Exactly repeat the line that contains "Put a dot on each instance of the fingers", then every line after it up to and including the final line.

Pointing dataset records
= = = =
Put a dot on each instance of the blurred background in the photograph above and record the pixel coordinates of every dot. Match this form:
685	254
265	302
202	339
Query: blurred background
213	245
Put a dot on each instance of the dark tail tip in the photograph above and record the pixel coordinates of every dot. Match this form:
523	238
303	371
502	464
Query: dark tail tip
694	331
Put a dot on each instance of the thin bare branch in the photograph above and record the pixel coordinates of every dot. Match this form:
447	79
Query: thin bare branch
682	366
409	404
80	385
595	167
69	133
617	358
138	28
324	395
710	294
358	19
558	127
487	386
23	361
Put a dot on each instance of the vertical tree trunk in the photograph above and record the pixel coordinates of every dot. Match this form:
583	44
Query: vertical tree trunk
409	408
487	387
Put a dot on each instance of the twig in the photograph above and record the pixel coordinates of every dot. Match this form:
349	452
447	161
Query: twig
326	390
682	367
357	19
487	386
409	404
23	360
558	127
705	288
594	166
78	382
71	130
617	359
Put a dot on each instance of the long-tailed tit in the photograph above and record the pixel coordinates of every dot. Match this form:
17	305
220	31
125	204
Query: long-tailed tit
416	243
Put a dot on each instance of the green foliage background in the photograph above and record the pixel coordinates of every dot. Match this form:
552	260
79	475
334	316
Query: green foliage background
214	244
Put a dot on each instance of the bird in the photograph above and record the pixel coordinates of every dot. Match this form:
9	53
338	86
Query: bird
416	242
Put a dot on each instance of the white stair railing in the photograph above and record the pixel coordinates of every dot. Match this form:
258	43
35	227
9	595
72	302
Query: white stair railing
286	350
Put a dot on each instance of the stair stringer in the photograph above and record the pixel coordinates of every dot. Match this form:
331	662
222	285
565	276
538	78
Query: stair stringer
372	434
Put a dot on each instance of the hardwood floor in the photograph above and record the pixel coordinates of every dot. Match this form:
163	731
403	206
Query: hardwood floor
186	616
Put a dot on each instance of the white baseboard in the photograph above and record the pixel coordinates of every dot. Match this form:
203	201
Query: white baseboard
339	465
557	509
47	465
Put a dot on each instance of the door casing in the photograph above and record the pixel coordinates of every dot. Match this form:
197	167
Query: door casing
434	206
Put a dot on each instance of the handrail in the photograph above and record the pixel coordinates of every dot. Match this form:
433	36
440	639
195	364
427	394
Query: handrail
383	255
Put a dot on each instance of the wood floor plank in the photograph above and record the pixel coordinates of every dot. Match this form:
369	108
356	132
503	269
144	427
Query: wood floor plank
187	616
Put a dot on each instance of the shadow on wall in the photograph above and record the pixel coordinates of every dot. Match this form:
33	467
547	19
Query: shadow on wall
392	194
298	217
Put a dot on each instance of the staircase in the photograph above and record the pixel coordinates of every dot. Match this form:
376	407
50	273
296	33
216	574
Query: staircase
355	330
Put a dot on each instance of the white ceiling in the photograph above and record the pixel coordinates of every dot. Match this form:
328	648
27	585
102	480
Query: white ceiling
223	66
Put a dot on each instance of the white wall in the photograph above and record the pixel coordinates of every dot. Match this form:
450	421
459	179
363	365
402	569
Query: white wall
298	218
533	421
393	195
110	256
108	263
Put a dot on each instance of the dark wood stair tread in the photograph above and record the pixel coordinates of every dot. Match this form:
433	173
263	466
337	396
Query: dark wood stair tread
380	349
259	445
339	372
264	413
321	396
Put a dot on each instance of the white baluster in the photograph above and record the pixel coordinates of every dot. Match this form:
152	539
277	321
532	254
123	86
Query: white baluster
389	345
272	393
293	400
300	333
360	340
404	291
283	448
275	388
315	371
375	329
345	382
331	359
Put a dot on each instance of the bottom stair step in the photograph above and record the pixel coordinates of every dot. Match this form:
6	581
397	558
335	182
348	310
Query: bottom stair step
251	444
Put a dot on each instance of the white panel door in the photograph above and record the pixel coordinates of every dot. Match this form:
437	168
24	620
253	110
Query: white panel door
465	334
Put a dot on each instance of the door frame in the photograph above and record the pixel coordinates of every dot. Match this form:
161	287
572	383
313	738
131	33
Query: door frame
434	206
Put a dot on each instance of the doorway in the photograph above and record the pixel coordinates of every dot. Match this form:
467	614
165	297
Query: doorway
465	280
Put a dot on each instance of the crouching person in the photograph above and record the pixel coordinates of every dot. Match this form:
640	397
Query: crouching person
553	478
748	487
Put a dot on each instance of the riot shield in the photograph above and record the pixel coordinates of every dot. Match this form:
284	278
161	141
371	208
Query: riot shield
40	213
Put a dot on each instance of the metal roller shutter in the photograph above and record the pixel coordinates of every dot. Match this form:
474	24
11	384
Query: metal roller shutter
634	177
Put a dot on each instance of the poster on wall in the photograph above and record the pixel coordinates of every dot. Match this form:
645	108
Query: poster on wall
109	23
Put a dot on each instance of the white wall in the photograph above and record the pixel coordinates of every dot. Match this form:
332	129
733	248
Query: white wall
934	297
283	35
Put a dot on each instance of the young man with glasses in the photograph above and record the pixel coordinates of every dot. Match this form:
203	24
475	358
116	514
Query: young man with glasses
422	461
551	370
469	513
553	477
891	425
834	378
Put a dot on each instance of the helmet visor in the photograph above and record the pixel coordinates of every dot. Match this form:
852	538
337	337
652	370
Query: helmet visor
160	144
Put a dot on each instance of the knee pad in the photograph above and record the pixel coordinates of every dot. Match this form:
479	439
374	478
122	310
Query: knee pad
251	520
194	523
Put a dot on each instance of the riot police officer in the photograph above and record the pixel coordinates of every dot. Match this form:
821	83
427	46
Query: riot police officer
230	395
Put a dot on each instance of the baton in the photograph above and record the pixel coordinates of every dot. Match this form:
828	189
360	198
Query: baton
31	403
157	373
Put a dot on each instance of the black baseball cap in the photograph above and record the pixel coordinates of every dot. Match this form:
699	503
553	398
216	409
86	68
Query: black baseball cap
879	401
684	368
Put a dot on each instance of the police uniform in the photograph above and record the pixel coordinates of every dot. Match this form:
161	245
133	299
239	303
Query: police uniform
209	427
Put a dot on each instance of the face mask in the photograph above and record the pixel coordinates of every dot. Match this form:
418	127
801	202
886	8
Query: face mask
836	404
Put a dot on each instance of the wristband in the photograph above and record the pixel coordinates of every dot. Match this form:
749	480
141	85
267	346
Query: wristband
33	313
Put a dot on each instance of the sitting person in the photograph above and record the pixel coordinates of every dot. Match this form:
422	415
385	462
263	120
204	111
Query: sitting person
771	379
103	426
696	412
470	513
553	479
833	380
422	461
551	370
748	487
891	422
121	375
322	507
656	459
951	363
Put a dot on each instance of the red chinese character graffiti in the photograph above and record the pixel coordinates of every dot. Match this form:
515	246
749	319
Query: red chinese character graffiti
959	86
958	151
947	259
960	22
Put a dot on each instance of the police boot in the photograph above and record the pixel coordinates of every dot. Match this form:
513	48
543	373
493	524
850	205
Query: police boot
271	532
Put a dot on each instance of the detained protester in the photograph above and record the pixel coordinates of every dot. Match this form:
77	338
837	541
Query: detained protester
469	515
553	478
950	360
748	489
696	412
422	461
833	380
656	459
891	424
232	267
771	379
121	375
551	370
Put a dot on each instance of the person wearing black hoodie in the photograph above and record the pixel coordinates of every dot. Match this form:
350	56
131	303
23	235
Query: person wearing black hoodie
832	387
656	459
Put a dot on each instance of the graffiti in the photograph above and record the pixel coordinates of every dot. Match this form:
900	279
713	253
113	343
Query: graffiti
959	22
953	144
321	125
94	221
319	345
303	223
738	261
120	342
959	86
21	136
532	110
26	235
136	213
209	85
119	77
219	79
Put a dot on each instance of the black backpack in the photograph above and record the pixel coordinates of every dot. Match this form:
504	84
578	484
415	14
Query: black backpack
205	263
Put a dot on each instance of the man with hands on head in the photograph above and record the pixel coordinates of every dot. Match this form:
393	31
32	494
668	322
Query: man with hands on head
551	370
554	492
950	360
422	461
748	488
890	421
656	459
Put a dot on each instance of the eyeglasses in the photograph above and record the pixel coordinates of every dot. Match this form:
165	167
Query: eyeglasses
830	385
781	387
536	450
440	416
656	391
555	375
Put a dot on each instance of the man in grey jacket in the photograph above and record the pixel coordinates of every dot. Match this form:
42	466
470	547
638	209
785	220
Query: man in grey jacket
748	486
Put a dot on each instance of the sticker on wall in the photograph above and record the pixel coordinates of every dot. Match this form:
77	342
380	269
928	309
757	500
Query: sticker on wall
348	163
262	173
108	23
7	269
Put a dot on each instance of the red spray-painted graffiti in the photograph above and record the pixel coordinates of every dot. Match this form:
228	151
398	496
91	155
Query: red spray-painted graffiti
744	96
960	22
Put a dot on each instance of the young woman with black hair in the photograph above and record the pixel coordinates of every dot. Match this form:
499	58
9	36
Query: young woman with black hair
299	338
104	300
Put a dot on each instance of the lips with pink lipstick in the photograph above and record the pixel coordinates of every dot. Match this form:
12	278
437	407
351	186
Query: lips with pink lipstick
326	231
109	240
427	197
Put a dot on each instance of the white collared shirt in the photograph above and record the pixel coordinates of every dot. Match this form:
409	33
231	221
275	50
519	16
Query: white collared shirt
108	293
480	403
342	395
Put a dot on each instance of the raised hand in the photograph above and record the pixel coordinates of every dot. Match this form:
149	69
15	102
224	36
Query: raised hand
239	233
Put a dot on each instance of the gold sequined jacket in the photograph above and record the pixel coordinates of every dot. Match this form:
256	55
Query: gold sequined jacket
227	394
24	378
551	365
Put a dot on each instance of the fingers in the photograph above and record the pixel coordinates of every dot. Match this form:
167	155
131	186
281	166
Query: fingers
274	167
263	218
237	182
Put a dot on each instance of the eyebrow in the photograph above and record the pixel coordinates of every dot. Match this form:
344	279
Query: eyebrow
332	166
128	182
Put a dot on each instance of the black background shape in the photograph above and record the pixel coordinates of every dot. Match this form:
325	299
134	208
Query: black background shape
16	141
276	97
= = = =
▶ [RESULT FOR THIS TASK]
Put a dot on each instance of the fingers in the photograph above and record the pixel coordinates of every dot. Match this form:
167	155
131	186
281	166
Query: fingers
274	167
263	218
237	182
Put a dot on each instance of the eyebrow in the photograph above and record the pixel coordinates of every dot. Match this form:
344	279
Query: eyebrow
332	166
128	182
Put a dot on each instance of the black background shape in the photograph above and record the pixel coordinates of every dot. Match this form:
325	299
134	208
Query: black background shape
16	141
276	97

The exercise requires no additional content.